--- Begin GIVEN ENTRIES ---

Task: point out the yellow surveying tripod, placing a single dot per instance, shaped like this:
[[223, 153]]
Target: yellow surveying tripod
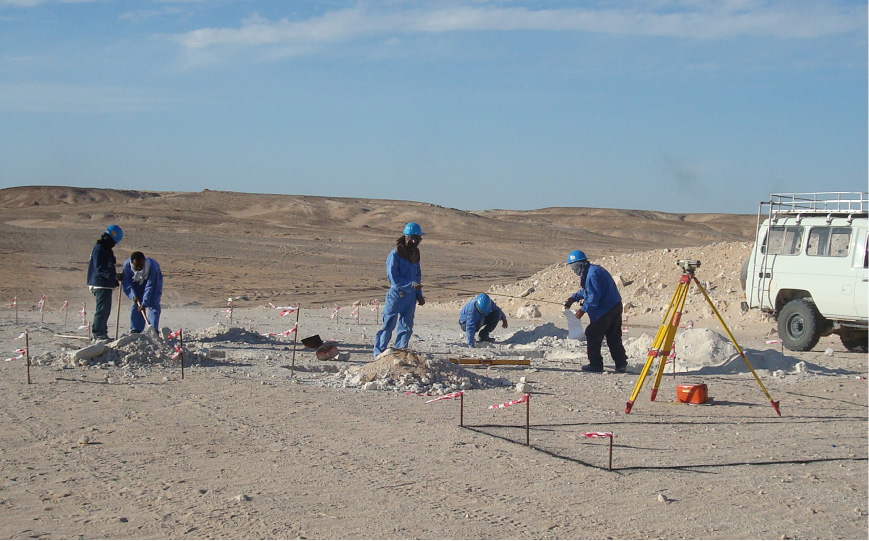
[[663, 342]]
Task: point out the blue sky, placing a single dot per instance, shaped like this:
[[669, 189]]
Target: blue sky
[[674, 105]]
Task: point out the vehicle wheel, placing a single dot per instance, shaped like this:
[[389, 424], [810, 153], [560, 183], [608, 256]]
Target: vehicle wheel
[[799, 325], [856, 342]]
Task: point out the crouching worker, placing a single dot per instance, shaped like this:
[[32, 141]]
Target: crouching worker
[[143, 284], [483, 315]]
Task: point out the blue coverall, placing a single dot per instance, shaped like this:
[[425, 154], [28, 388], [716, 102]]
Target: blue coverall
[[471, 321], [149, 292], [603, 304], [400, 305], [101, 281]]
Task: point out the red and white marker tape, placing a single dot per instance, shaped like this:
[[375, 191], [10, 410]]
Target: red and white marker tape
[[82, 314], [285, 310], [19, 351], [521, 400], [598, 434], [447, 396]]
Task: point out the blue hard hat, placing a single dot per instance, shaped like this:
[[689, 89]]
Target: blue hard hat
[[116, 233], [483, 304], [413, 228], [576, 255]]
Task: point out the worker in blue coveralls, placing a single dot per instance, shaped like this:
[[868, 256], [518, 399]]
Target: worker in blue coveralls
[[601, 301], [103, 278], [405, 290], [143, 284], [481, 314]]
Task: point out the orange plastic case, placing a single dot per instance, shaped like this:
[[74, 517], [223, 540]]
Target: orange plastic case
[[692, 394]]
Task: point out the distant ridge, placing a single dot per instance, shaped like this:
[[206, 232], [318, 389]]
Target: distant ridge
[[315, 249]]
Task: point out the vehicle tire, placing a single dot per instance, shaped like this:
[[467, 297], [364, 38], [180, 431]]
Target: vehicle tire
[[799, 325], [856, 342]]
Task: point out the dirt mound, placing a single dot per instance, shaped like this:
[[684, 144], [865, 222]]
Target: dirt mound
[[132, 351], [703, 351], [646, 281], [223, 333], [406, 371]]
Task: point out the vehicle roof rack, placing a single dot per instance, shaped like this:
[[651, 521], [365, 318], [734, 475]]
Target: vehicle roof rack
[[819, 203]]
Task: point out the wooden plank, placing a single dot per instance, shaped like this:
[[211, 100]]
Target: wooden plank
[[524, 362], [72, 336]]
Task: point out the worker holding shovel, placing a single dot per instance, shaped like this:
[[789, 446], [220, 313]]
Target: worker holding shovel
[[405, 290], [143, 284]]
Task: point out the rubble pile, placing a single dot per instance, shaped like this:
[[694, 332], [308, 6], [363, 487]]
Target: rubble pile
[[134, 350], [703, 351], [646, 281], [407, 371]]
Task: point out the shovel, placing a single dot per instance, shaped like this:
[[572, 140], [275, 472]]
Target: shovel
[[148, 328]]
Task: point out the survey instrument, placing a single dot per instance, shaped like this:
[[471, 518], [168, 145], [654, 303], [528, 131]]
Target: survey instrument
[[663, 343]]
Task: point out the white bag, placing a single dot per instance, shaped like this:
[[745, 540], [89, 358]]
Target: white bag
[[575, 331]]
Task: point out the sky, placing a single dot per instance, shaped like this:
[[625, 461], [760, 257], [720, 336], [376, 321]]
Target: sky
[[673, 105]]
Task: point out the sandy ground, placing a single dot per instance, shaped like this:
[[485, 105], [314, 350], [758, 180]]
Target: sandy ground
[[238, 449], [259, 440]]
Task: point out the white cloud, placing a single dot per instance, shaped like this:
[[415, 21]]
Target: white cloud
[[693, 19]]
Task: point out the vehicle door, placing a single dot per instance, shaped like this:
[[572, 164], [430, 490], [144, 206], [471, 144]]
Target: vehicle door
[[829, 272], [861, 266]]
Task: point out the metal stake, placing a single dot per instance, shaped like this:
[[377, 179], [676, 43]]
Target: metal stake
[[181, 346], [295, 339], [118, 315], [27, 353]]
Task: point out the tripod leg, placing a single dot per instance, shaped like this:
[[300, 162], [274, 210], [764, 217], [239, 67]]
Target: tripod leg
[[670, 336], [739, 349], [655, 350]]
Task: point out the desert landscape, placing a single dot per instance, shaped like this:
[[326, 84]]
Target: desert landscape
[[260, 439]]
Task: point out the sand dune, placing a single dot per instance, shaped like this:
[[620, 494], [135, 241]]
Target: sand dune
[[314, 250]]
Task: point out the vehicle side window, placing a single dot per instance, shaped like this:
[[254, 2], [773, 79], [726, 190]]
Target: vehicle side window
[[829, 241], [866, 254], [784, 240]]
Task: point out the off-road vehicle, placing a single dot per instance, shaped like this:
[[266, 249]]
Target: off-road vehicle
[[809, 267]]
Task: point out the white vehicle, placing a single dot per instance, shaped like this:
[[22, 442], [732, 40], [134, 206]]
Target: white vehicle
[[809, 267]]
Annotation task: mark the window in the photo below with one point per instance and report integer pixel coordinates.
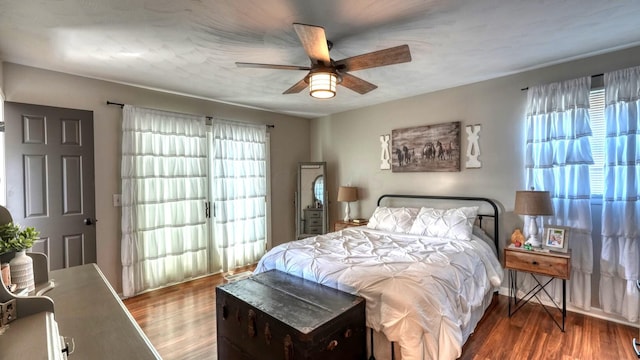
(598, 129)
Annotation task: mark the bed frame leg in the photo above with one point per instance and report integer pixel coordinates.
(371, 336)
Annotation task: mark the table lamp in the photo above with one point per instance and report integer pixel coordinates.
(347, 194)
(533, 204)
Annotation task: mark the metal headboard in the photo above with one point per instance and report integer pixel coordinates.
(482, 212)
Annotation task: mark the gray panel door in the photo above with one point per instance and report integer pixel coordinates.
(50, 179)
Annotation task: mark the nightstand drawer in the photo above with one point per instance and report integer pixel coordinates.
(313, 213)
(540, 263)
(314, 221)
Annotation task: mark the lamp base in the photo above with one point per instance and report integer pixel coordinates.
(533, 241)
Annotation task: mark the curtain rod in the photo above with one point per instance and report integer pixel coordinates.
(269, 126)
(592, 76)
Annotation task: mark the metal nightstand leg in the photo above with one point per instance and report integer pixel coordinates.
(519, 303)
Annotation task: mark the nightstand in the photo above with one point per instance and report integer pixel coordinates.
(553, 264)
(339, 225)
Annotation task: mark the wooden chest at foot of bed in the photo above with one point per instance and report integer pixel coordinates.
(277, 316)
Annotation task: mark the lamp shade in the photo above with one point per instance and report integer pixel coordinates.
(322, 85)
(347, 193)
(530, 202)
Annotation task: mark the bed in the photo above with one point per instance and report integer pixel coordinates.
(427, 267)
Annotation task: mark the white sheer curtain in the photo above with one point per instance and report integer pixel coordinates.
(238, 190)
(164, 188)
(620, 257)
(558, 155)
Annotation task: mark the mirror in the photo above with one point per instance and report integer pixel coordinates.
(312, 213)
(318, 190)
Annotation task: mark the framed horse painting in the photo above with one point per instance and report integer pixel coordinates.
(426, 148)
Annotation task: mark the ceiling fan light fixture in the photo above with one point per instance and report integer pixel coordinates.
(322, 85)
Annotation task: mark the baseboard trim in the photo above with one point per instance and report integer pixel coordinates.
(594, 312)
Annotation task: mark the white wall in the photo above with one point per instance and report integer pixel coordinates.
(289, 143)
(349, 141)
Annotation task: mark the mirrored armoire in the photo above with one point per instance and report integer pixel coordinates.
(312, 210)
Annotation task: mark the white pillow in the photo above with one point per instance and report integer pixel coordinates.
(454, 223)
(393, 219)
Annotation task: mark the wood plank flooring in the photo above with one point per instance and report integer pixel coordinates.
(180, 322)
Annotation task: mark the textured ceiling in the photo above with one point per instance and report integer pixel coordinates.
(189, 47)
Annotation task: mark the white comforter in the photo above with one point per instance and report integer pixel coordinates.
(419, 291)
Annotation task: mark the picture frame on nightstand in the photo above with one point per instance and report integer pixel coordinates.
(556, 238)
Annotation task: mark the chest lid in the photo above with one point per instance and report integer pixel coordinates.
(302, 304)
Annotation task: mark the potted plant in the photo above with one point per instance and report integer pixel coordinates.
(18, 240)
(13, 238)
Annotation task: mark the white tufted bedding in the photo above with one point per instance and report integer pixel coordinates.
(421, 292)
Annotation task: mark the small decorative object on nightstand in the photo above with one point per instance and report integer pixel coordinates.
(552, 264)
(340, 225)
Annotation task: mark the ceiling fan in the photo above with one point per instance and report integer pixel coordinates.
(325, 73)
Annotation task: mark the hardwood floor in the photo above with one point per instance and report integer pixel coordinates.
(180, 322)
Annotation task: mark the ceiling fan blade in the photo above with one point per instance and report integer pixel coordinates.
(272, 66)
(299, 86)
(394, 55)
(356, 84)
(314, 42)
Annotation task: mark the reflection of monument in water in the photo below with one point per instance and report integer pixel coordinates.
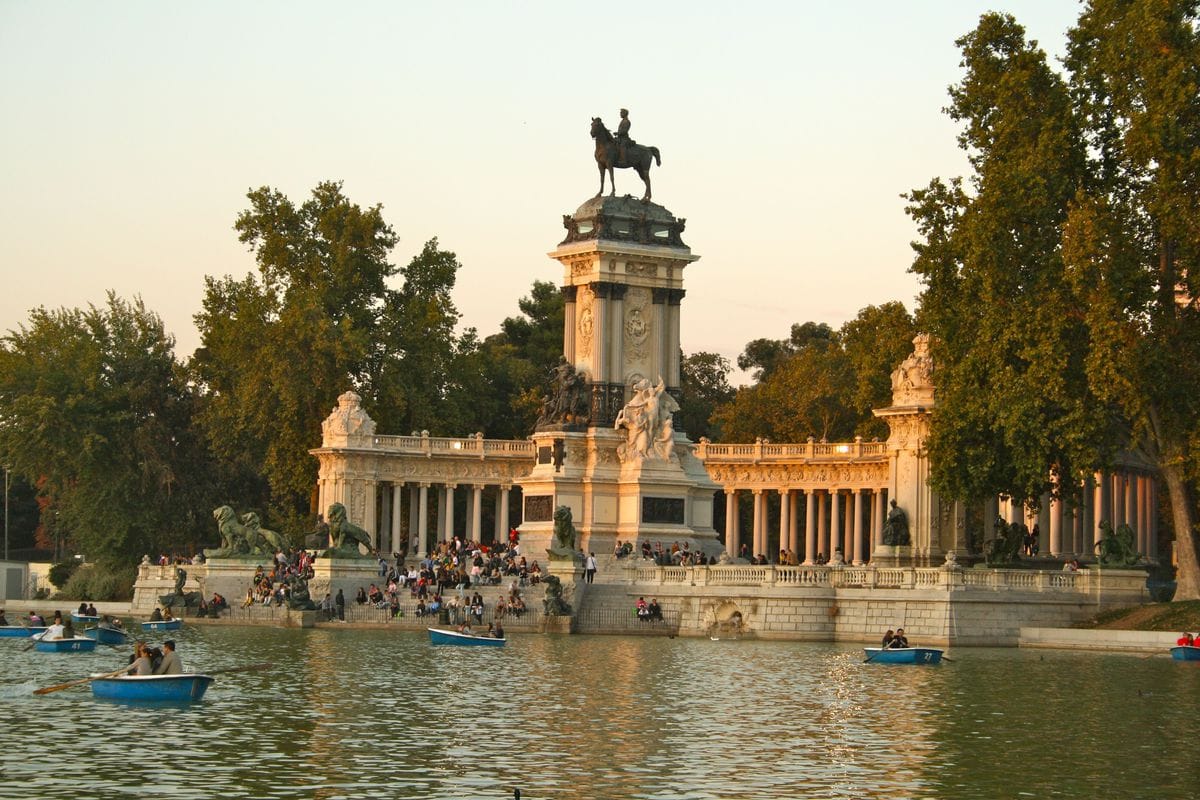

--- End GIVEN ENTRIES ---

◆ **EXERCISE PROMPT**:
Could you give the lines of the entries above, from the line containing "Task: point out the white bag, placing" through the line containing "[[673, 105]]", inclusive, as a numbered list with blank lines left out?

◆ **SOLUTION TO THIS PROBLEM**:
1. Task: point out the white bag, placing a single dot per instance, shaped like this:
2. [[745, 540], [89, 358]]
3. Target: white bag
4. [[575, 331]]
5. Task: point out the sky, placing a single dot per instance, shaped like this:
6. [[625, 461], [760, 257], [720, 336], [376, 321]]
7. Target: sky
8. [[673, 105]]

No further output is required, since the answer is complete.